QUELLTEXT –
=====

Trotzdem kann man Wolfgang Bosbach nicht widersprechen, wenn er erklärt: „Die Aufgabe der Verwaltung ist Beratung und Fortbildung, aber nicht das Verteilen von Sanktionen. Aber wenn die Arbeitsverwaltung sieht, dass es an eigenen Bemühungen fehlt, dann müssen wir an die denken, die das System finanzieren. Die von morgens bis abends arbeiten gehen, die Steuern zahlen, und die möchten, dass die Menschen, die arbeitsfähig sind, auch in Arbeit gehen.“

"Das steht mir bis hier oben"

Sandra Schlensog will die Sanktionen gegen Hartz-IV-Empfänger völlig abschaffen. „Es ist ein politischer Missbrauch, sie aufrecht zu erhalten“, sagt sie. Die Arbeitsagenturen sollten sich vielmehr um die Menschen kümmern, die arbeiten wollen und können. „Die anderen ziehen wir mit durch.“ Die Hartz-IV-Rebellin stört, dass wegen sanktionierter Grundsicherungsempfänger alle Hartz-IV-Empfänger als faul bezeichnet werden.

Nun soll sich alles ändern. Ab Mittwoch (1.6.) fallen in Deutschland fast alle Sanktionen gegen Langzeitarbeitslose weg. Sie sollen nur noch dann bestraft werden, wenn sie einen Termin beim Jobcenter nicht einhalten. In einer Abstimmung bei Stern TV am Sonntag finden 90 Prozent der Teilnehmer diese Regelung falsch, bei Langzeitarbeitslosen sind es zwei Drittel.

Eine Ehre, den Lebensunterhalt selbst zu verdienen

Wolfgang Bosbach kann sich das Ergebnis so erklären: "Die allermeisten wollen nicht in diesem System bleiben. Die wollen in eine Beschäftigung gehen und nicht auf das Hartz-IV-System angewiesen sein. Das hat nicht nur etwas mit Geld, sondern auch mit der Ehre zu tun, den Lebensunterhalt selbst zu verdienen."

=====

QUELLDATEN –
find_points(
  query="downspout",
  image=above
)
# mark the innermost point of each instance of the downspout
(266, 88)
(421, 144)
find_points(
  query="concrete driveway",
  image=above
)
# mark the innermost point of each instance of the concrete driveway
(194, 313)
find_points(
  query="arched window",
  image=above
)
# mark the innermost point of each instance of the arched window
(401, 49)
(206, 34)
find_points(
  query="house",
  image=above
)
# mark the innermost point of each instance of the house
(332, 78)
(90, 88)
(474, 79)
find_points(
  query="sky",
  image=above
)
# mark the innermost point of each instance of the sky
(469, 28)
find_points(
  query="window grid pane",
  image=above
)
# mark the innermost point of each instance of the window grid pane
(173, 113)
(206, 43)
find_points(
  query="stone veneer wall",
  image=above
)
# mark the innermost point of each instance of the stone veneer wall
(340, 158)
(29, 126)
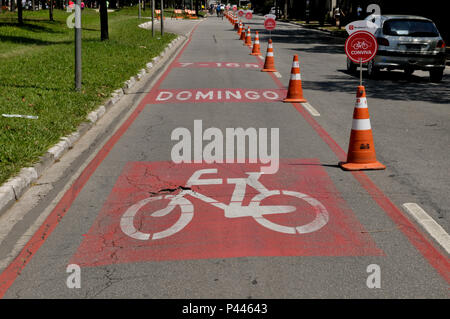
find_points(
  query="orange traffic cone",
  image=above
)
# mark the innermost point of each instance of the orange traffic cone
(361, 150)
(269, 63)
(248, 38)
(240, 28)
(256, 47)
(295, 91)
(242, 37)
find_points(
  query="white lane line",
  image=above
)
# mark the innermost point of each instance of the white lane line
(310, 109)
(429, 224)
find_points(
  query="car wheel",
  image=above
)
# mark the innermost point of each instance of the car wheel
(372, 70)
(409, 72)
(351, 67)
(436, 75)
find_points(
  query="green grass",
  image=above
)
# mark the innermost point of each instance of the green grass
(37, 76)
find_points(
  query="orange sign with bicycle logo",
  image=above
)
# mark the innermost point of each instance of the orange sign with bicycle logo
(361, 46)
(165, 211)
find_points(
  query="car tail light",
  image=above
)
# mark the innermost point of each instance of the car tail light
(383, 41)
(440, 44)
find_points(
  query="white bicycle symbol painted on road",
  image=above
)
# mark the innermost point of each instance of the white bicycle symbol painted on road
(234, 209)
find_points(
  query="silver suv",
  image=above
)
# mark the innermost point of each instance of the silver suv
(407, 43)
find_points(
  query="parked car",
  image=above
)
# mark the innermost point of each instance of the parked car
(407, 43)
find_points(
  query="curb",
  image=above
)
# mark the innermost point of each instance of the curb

=====

AUFGABE –
Fasse den Absatz im Quelltext, der mit „Nun soll sich alles ändern“ beginnt, als kurze Stichpunktliste zusammen und behalte dabei seine wichtigsten Fakten bei. Die Zeilen sind eigenständiges Material und gehören nicht zum Quelltext.

ERGEBNIS –
- Ab Mittwoch (1.6.) fallen in Deutschland fast alle Sanktionen gegen Langzeitarbeitslose weg.
- Bestraft werden sie nur noch, wenn sie einen Termin beim Jobcenter nicht einhalten.
- Bei einer Abstimmung bei Stern TV am Sonntag halten 90 Prozent der Teilnehmer die Regelung für falsch, unter den Langzeitarbeitslosen zwei Drittel.